SELECCIÓN:
Una historia que ella misma describe en su autobiografía “Under my skin” (Bajo mi piel) sin tapujos ni eufemismos. Una historia como un culebrón de lujo sublimado por una buena literatura. Una vida -como la de Aurore Dupin conocida como George Sand, Muriel Spark o Nadine Gordimer entre otras- que ha hecho saltar por los aires los convencionalismos mas arraigados de cualquier tejido social.
Su novela “The grass is singing” (Canta la hierba) le permitió franquear las puertas del éxito literario en 1950, y desde entonces, no ha dado un paso atrás.
En su obra de ficción más reciente “The cleft” (La grieta), narra la historia mitológica de unas mujeres que se reproducen de forma asexuada y que viven sin hombres en todo el amplio sentido de lo que es vivir. Una sociedad exclusivamente femenina que se perpetua a si misma. Un mundo castrado.
Y ahí es donde mi percepción de ese infausto futuro de ciencia ficción ha estremecido mi serenidad, mis asentados cimientos feministas y me ha hecho preguntarme:
¿Qué sería de nosotras sin los hombres?

[Elementos almacenados]
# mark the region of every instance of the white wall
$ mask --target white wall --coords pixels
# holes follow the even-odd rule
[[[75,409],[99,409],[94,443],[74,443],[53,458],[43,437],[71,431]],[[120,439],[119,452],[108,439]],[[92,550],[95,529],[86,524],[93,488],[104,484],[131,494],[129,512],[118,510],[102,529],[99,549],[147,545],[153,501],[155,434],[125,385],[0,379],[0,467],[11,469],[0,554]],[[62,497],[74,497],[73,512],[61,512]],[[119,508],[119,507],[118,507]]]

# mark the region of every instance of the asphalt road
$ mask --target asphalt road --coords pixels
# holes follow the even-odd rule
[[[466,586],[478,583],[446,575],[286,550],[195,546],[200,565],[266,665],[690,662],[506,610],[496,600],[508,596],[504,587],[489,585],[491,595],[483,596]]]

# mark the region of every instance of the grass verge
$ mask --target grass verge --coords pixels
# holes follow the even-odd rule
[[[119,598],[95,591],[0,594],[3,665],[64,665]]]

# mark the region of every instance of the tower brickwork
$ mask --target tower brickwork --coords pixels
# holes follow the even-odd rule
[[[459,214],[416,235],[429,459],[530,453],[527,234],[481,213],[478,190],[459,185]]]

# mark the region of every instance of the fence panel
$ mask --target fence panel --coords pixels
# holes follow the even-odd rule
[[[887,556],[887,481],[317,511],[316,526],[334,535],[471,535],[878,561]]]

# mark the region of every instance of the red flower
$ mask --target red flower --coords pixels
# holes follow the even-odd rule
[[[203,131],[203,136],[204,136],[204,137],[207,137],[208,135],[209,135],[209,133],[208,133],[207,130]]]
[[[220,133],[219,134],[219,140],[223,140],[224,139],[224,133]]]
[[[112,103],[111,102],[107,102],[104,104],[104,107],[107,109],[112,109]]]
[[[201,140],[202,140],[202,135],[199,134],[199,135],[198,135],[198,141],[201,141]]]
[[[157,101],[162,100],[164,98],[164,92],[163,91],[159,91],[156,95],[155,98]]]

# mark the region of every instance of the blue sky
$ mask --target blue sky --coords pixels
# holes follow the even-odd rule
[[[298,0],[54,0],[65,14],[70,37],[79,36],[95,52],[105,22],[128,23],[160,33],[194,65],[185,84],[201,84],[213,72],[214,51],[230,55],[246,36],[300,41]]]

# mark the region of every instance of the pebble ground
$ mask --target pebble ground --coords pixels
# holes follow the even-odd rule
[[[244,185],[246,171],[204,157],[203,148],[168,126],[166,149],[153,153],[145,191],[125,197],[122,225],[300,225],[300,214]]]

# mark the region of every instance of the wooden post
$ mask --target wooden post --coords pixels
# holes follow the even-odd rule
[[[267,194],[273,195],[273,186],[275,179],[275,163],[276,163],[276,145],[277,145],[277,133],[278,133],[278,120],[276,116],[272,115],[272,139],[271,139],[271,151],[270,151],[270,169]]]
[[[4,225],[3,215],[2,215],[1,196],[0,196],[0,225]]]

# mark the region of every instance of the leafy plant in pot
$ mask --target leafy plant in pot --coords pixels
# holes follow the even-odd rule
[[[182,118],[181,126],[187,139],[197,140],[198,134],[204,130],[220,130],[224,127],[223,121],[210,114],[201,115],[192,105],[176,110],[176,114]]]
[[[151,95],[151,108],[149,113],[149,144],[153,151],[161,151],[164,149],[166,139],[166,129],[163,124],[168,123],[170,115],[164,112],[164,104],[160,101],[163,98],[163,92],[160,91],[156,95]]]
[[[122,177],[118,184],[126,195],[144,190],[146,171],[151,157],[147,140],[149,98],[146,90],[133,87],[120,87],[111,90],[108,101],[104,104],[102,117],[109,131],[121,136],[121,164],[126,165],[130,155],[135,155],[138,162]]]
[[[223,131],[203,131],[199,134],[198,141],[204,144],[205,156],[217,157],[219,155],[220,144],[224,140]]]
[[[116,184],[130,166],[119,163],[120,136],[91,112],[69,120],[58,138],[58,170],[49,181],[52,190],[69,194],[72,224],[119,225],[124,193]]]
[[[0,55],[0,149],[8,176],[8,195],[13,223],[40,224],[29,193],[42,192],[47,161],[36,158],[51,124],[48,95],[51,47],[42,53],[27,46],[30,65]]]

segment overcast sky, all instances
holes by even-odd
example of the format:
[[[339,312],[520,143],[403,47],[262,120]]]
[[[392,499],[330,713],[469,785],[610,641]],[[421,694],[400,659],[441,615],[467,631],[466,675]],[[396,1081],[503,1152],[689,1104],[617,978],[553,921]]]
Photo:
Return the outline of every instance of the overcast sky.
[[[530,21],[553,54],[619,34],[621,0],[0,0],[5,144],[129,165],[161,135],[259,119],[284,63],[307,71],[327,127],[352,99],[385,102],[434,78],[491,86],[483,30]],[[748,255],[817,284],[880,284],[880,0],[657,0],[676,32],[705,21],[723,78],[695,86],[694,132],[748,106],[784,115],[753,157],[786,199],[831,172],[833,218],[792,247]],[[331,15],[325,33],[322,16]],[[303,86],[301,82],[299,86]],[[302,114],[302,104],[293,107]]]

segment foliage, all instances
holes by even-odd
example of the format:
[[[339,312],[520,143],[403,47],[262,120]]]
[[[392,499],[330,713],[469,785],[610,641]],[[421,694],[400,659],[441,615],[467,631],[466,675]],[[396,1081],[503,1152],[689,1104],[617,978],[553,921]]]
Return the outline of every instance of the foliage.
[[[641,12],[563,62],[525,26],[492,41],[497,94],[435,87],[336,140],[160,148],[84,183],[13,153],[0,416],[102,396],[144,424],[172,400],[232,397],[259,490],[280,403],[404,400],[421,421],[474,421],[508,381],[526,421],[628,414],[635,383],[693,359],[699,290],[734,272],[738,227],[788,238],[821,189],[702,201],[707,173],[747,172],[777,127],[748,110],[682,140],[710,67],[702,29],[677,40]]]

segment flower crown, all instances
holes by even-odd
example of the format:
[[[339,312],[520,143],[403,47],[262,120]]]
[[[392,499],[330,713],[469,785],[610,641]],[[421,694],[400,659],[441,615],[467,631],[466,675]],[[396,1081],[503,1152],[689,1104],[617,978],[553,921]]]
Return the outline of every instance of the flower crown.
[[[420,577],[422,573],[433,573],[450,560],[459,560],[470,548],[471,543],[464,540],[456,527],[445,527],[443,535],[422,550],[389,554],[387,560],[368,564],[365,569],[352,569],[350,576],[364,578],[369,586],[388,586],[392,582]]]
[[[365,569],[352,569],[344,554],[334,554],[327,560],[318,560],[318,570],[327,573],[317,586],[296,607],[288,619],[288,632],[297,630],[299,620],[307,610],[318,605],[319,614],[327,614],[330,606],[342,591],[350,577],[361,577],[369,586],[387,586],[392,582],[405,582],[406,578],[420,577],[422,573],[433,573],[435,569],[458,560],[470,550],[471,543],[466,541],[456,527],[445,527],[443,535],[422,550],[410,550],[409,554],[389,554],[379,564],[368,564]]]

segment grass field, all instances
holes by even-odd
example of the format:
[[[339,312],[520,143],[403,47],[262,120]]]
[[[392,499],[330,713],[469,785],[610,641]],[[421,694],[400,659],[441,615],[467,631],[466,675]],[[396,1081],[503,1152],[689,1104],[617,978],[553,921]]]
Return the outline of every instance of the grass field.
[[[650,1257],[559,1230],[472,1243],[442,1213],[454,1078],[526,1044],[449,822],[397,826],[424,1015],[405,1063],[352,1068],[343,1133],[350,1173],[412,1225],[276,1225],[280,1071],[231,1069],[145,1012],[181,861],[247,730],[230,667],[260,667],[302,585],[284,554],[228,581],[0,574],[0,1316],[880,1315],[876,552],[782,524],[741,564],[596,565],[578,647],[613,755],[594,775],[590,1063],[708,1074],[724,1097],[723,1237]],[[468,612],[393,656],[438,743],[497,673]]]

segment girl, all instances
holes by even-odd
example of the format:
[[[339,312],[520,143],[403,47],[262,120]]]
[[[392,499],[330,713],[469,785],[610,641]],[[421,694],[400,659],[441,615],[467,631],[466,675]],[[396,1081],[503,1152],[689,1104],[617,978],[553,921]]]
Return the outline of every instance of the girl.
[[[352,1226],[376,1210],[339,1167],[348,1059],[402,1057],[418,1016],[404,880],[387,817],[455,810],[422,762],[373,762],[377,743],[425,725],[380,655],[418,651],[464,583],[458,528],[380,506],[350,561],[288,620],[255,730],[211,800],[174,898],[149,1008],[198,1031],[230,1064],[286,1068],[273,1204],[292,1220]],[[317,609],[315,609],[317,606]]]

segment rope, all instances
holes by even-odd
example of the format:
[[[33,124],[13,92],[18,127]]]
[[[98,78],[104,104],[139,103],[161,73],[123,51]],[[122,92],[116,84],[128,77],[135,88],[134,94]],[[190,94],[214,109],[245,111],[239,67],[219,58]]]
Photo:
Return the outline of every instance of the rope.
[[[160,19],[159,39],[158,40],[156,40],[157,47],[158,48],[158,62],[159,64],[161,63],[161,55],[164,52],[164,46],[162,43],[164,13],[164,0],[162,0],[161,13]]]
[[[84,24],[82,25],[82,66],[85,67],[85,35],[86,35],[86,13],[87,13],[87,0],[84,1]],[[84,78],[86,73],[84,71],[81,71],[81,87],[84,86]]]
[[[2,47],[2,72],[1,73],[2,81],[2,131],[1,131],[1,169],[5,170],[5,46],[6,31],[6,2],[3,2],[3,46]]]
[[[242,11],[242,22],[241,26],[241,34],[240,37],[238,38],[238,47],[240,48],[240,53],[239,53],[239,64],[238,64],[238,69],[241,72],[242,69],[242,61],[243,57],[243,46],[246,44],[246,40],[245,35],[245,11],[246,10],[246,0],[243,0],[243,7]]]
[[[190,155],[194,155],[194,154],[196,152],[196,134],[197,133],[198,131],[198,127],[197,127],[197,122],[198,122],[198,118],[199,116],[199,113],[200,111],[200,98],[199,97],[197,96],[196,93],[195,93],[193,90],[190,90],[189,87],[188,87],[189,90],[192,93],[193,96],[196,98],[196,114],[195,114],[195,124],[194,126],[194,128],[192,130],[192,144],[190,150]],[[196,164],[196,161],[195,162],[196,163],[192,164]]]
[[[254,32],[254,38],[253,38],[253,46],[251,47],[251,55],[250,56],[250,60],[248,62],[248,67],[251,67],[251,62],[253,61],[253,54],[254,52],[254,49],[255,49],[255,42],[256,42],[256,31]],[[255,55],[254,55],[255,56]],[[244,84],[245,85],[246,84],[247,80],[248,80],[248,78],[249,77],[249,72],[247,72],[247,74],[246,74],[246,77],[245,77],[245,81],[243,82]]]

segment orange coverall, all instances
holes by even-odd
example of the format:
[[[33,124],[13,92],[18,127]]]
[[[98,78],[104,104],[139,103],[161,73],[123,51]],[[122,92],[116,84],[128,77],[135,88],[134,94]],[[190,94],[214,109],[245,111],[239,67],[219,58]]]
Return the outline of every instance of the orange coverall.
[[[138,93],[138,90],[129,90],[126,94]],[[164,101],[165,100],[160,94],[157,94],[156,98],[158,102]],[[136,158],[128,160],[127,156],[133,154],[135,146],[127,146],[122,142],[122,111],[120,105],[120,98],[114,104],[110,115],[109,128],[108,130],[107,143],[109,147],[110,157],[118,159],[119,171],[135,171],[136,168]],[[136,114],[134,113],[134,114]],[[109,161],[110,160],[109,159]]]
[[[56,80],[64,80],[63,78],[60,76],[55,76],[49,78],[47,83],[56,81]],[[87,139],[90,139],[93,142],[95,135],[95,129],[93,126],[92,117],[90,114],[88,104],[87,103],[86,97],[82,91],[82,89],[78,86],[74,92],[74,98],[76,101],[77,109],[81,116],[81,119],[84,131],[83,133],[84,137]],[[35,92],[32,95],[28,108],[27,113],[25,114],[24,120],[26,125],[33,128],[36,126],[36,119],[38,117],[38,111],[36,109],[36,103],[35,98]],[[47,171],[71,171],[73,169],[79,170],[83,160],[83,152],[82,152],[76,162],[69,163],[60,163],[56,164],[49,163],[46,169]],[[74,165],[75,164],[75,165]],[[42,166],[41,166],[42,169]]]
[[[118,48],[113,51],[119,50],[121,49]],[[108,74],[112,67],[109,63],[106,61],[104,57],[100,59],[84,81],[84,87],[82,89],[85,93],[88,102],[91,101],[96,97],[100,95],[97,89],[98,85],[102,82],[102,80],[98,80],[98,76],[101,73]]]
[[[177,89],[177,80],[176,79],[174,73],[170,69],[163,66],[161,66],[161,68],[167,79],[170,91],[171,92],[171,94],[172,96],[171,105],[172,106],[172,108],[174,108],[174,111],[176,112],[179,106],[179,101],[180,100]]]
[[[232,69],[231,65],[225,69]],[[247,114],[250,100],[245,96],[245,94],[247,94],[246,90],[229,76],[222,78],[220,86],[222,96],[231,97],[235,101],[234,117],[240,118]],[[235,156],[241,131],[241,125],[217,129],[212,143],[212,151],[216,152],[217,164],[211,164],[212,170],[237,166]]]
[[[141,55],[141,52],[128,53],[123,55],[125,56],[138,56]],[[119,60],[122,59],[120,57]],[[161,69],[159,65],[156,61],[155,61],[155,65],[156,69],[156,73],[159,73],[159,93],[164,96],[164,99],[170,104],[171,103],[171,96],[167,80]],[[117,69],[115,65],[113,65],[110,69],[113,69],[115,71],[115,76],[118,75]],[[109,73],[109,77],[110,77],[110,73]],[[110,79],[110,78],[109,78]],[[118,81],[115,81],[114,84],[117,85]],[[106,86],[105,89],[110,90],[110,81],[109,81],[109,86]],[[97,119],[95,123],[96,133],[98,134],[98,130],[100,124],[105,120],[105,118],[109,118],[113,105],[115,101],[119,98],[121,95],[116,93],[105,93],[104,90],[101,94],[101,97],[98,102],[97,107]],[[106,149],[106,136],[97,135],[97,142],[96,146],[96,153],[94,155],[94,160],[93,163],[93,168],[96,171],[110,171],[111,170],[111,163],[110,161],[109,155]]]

SERIE DE EJERCICIOS:
1) Indique si cada afirmación concuerda con la selección y responda sí o no, citando textualmente las palabras que lo deciden.
(a) La autobiografía de la autora se titula "Under my skin".
(b) En "The cleft", las mujeres se reproducen de forma sexual.
(c) "The grass is singing" le permitió a la autora alcanzar el éxito literario en 1950.
2) Responda brevemente según la selección:
(a) ¿De qué manera cuenta la autora su historia en la autobiografía?
(b) ¿Cuál es la obra de ficción más reciente que menciona la selección?
(c) ¿Con qué pregunta termina la selección?
3) Enumere todos los títulos de obras que aparecen en la selección, junto con su traducción al español.

RESPUESTAS EN ORDEN:
1)
(a) Sí: "su autobiografía “Under my skin” (Bajo mi piel)".
(b) No: "unas mujeres que se reproducen de forma asexuada".
(c) Sí: "Su novela “The grass is singing” (Canta la hierba) le permitió franquear las puertas del éxito literario en 1950".

2)
(a) Sin tapujos ni eufemismos.
(b) "The cleft" (La grieta).
(c) ¿Qué sería de nosotras sin los hombres?

3)
"Under my skin" (Bajo mi piel)
"The grass is singing" (Canta la hierba)
"The cleft" (La grieta)